Pick up the article about the "Euphoria" Season 3 finale where it stops and keep writing it.

-- DOCUMENT EXTRACT --
++++++++++++++++++++

‘Euphoria’ Season 3 Finale Just Killed Four Major Characters and Left an Entire Fandom in Pieces
Sam Levinson’s ‘Euphoria‘ spent seven years building a reputation for going exactly where other shows refuse to go, dragging its audience through cycles of addiction, violence, and the slow collapse of young people who never really stood a chance. Since its debut, the series made Zendaya a two-time Primetime Emmy Award winner for her performance as the troubled and devastatingly human Rue Bennett, turning a raw HBO drama into a genuine cultural institution.
Season 3 launched with a five-year time jump, picking up Rue deep in debt to drug dealer Laurie and navigating a dangerous criminal operation between rival dealers. The season premiered on April 12, 2026, pushing the East Highland cast into their early twenties with heavier consequences and a plot that made it increasingly clear not everyone would make it out.
The killing began one week before the finale. Nate Jacobs (Jacob Elordi) died in Episode 7 after being buried alive by a loan shark over a million-dollar debt, killed when a rattlesnake entered his only breathing hole before the coffin could be pulled from the ground. Reflecting on the exit in an interview with E! Online, Elordi called it “a cool way to go,” adding that Nate had made so many dark choices that the violent end felt like a fair reckoning for where the character had always been heading.
The 93-minute series finale, titled “In God We Trust,” aired on May 31 and claimed four lives in swift, merciless succession. Alamo (Adewale Akinnuoye-Agbaje), after discovering Rue had cooperated with the DEA, gave her fentanyl-laced painkillers she believed were for pain relief, and she overdosed, while Laurie (Martha Kelly) chose to hang herself at her compound rather than be arrested during the DEA raid closing in around her. Ali (Colman Domingo), finding Rue dead on his couch, took a shotgun to Alamo’s strip club and shot G (Marshawn Lynch) after G refused to tell him where Rue had obtained the fentanyl, then cornered Alamo himself and killed the man responsible for Rue’s death in a final confrontation.

++++++++++++++++++++

-- INFORMATION PROVIDED --
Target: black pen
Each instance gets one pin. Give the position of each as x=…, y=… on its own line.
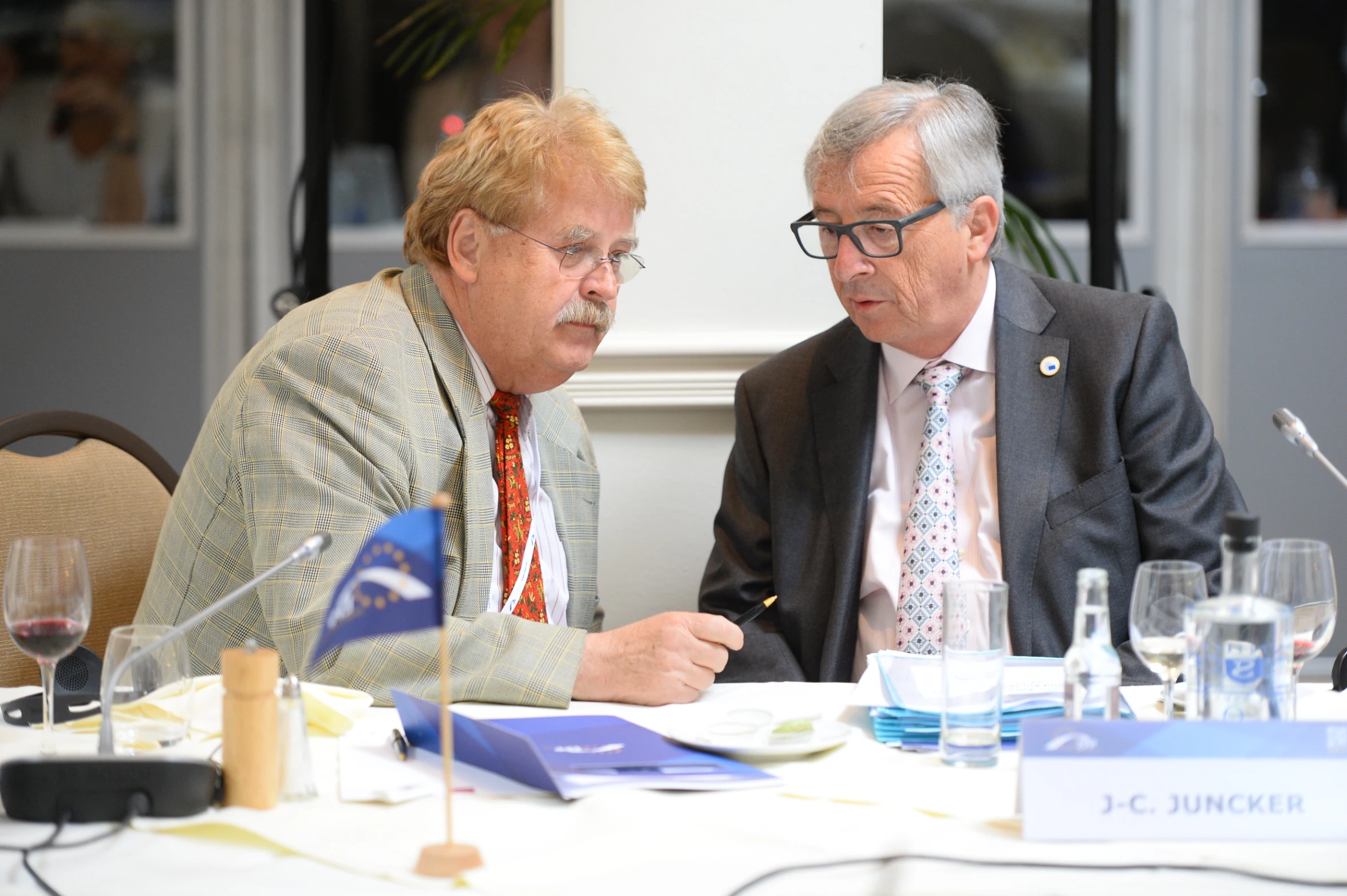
x=755, y=613
x=401, y=744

++++++++++++++++++++

-- EXERCISE RESULT --
Social media collapsed into grief almost immediately. Fans flooded platforms with reactions including “Nahhhh Rueeeee not like that” and “My god this Euphoria sequence on Ali’s couch… I am weeping,” while one viewer wrote that Levinson would personally be paying for their therapy session the following morning. The general tenor was less disappointment and more complete, undeniable devastation.
In a post-finale featurette, Levinson described the conclusion as the only honest ending available, calling Rue a character who was fundamentally good-hearted despite being deeply flawed, and crediting Zendaya’s performance as something the entire creative team fell in love with across the run of the show.
Zendaya had already hinted at the show’s finality earlier this year during an appearance on The Drew Barrymore Show, saying she believed closure was on its way and that the series had fundamentally reshaped how she understands empathy and redemption.
The finale also wove in a quiet tribute to the late Angus Cloud, with Rue dreaming of his character Fezco escaping the correctional facility where he had been held. HBO drama chief Francesca Orsi had previously stated that ending the show with Season 3 had been a genuine conversation at the network, and with four major deaths now confirmed, ‘Euphoria’ went out the way it always lived, without softening a single blow. Which of the four losses hit you the deepest, and do you think Rue’s story ended the way it was always meant to?